_Exercise details_
Rewrite the lines below, from the line with "Spot the car roof in this picture." up to and including the line with "[104,121,170,223]", keeping the requests and increasing every bounding-box coordinate in the answers by 25. Leave the pictures out.

===============

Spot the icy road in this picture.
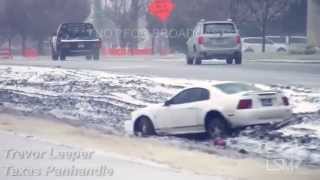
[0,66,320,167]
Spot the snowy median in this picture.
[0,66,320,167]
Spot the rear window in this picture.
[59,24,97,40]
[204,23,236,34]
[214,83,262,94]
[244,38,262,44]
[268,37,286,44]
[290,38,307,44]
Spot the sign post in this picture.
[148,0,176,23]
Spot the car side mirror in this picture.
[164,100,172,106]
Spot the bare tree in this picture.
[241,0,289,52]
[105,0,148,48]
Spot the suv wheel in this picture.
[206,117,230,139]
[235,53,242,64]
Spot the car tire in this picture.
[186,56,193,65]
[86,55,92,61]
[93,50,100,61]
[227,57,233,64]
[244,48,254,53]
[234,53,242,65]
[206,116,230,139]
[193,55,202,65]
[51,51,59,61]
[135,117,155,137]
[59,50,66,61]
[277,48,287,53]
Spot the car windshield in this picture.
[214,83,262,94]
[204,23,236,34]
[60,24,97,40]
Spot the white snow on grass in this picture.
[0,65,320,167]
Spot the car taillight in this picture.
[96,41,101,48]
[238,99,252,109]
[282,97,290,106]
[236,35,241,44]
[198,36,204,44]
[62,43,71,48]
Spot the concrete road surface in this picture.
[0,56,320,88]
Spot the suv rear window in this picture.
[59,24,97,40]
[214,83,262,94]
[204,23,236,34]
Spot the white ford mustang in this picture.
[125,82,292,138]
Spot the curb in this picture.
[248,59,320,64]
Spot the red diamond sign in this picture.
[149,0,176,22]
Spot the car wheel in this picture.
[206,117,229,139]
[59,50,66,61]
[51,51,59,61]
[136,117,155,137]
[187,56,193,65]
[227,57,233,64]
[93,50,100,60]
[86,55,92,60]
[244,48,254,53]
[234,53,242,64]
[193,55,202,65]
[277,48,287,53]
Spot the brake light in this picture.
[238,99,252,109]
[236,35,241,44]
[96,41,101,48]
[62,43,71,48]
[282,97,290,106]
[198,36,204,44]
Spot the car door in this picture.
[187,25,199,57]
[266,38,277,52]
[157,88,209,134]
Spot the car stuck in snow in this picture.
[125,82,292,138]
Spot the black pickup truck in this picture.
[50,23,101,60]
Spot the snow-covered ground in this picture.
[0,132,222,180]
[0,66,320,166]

===============

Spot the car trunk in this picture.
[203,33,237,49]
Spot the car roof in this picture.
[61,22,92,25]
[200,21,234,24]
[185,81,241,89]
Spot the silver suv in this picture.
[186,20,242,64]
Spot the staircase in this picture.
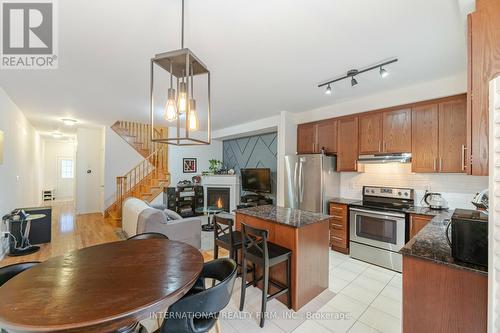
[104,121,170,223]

===============

_Answer to this problem_
Spot the car roof in this picture.
[86,47,117,50]
[225,46,259,49]
[210,106,266,114]
Spot the silver suv in this picture.
[211,45,267,89]
Spot the staircase in this picture.
[129,146,195,248]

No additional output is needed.